■ **GOAL OF THE EXERCISE**
An identical copy of all records below is to be written out.

(Referring expression pointing data)
=== Begin Enclosure ===

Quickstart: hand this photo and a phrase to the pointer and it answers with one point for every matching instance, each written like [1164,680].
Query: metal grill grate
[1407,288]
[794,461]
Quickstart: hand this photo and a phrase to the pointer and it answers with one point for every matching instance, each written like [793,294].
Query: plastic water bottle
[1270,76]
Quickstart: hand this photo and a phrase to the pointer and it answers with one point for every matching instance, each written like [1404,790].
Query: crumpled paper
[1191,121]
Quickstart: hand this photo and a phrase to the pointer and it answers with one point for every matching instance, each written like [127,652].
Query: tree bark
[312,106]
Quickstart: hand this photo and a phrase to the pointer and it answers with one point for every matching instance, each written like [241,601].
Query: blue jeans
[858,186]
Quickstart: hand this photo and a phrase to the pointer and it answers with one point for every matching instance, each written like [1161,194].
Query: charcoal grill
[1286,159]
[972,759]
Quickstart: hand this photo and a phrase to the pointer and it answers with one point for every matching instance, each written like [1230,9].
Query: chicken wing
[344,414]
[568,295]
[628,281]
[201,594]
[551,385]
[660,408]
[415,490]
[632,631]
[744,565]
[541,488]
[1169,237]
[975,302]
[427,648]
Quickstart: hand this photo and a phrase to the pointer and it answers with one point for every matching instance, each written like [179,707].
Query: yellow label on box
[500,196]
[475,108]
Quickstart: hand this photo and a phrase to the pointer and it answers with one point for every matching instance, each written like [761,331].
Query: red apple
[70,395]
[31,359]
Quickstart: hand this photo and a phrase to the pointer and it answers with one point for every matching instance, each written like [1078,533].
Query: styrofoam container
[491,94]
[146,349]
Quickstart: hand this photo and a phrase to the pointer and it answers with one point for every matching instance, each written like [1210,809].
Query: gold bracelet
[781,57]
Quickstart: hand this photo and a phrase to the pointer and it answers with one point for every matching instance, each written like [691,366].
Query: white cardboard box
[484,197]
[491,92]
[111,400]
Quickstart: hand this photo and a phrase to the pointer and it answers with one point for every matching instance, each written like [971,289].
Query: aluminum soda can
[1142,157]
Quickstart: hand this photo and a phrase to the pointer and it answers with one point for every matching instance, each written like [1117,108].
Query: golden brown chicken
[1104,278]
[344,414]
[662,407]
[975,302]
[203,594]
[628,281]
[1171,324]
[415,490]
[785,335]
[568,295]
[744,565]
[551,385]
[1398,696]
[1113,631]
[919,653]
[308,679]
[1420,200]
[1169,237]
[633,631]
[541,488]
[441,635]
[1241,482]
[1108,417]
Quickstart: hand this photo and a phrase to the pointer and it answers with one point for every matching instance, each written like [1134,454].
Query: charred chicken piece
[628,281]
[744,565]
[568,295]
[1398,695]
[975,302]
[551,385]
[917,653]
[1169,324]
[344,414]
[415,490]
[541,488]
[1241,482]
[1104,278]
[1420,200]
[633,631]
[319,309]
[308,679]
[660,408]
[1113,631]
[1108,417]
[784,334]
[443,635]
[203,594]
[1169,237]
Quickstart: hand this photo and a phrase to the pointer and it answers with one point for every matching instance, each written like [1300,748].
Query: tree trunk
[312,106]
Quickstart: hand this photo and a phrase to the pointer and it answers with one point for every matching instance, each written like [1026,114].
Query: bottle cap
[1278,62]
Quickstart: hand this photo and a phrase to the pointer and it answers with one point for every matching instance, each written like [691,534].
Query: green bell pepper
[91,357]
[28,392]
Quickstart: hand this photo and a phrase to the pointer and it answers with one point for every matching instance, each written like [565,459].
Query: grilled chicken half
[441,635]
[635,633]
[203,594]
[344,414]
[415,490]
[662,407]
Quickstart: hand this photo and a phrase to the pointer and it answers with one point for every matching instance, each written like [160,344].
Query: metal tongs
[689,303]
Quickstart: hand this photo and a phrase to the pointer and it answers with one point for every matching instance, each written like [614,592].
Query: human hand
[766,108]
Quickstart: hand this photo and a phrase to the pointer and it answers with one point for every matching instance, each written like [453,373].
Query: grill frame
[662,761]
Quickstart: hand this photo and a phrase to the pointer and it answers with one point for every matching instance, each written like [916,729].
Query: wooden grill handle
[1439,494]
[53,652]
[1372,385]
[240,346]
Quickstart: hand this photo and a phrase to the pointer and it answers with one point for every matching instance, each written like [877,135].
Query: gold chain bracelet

=== End Enclosure ===

■ **SOLVED EXERCISE**
Quickstart: hand this photo and a phrase to the pointer and it answers with one point for every matching instance, each written like [1164,680].
Query: metal grill grate
[1407,288]
[794,461]
Quickstart: hand this photo and a phrase to the pointer and it answers with one point for every matching instance, each written like [793,294].
Query: plastic water bottle
[1270,76]
Quickstart: hand this photo and a phrase to the pointer and it answers with one point for every matching instance, each written like [1404,790].
Query: crumpled paper
[1191,121]
Quickstart: hand this photo and a phrase to the pointer and it answers with one point for every matching instance, each written like [127,652].
Query: tree bark
[312,106]
Quickstart: hand this photo and a phrase to the pointer and it answers with one point for every matching instance, each written like [241,601].
Query: blue jeans
[858,186]
Quickstart: hand this photo and a phrase to the pointer and it answers with one point for every matching instance, each written like [1161,194].
Query: charcoal grill
[1286,159]
[972,759]
Quickstart: hand this photo and a phrase to the pointer and it answers with one point for every matching instance, each written like [1230,9].
Query: chicken wing
[344,414]
[568,295]
[628,281]
[201,594]
[551,385]
[660,408]
[415,490]
[632,631]
[744,565]
[541,488]
[1169,237]
[975,302]
[427,648]
Quickstart: hand this photo and a phrase to the pointer and it answers with one point for every matching instance, each written like [179,707].
Query: yellow label on box
[500,196]
[475,108]
Quickstart: hand this photo and a phrase to the pointer and it answers with one point for every matching instance, each written like [761,331].
Query: red apple
[70,395]
[31,359]
Quickstart: hand this photo and a phrase to the pointer and it answers with one point for every matching instance, each written like [1078,533].
Query: styrofoam container
[491,94]
[146,349]
Quickstart: hand this photo and a phrase to the pointer and it answers with one point for every matching instance, each written like [1210,809].
Query: gold bracelet
[781,57]
Quickstart: hand this photo and a phrase to the pointer and it answers with one point for every matching instance, each written like [691,366].
Query: white cardboard box
[484,197]
[491,92]
[111,400]
Quickstart: hand this photo and a phrase to the pointer and it answers with one point for every matching instance, each written like [971,289].
Query: aluminum soda can
[1142,157]
Quickstart: hand this photo and a phrase to the pointer and it answers with one point for every matching instance, each written like [1117,108].
Query: golden brown chicken
[1104,278]
[344,414]
[662,407]
[975,302]
[203,594]
[628,281]
[1171,324]
[415,490]
[785,335]
[568,295]
[744,565]
[551,385]
[1398,696]
[1113,631]
[919,653]
[308,679]
[1420,200]
[1169,237]
[633,631]
[541,488]
[441,635]
[1241,482]
[1108,417]
Quickstart: hand this photo and a phrase to the pointer and it answers with one point for every matching instance, each written like [1134,454].
Query: charred chicken piece
[628,281]
[744,565]
[568,295]
[1398,695]
[975,302]
[551,385]
[917,653]
[1169,324]
[344,414]
[415,490]
[541,488]
[1241,482]
[1104,278]
[1420,200]
[633,631]
[319,309]
[308,679]
[660,408]
[1113,631]
[1108,417]
[784,334]
[443,635]
[203,594]
[1169,237]
Quickstart: hand this photo and a phrase to the pointer and it answers with one point for every matching instance, each written like [1300,748].
Query: tree trunk
[312,106]
Quickstart: hand this photo and a phrase to the pointer and it answers with one point for every matching instance, each written like [1026,114].
Query: bottle cap
[1278,62]
Quickstart: hand this photo and a phrase to the pointer and it answers with one point for every matching instance, each written like [691,534].
Query: green bell pepper
[91,357]
[28,392]
Quickstart: hand this photo and a phrase to the pointer and it answers with one point for every matching instance, each written like [565,459].
Query: grilled chicken half
[441,635]
[635,633]
[203,594]
[344,414]
[415,490]
[662,407]
Quickstart: hand this photo and a phrase to the pointer and it answers with one point for every matching instance, each written like [160,344].
Query: metal tongs
[689,303]
Quickstart: hand this photo and a phrase to the pointer and it answers with one point for every matching instance, each written like [614,592].
Query: human hand
[766,108]
Quickstart: hand this photo and a phrase to the pointer and it answers with one point for every matching instance, each written like [453,373].
Query: grill frame
[662,761]
Quickstart: hand this photo and a phrase to the pointer and it answers with one point for every matching instance, each written like [916,729].
Query: wooden grill handle
[1439,494]
[53,652]
[1372,385]
[240,346]
Quickstart: hand this photo and a phrase to the pointer and it answers with one point for every matching instance, each written like [877,135].
Query: gold chain bracelet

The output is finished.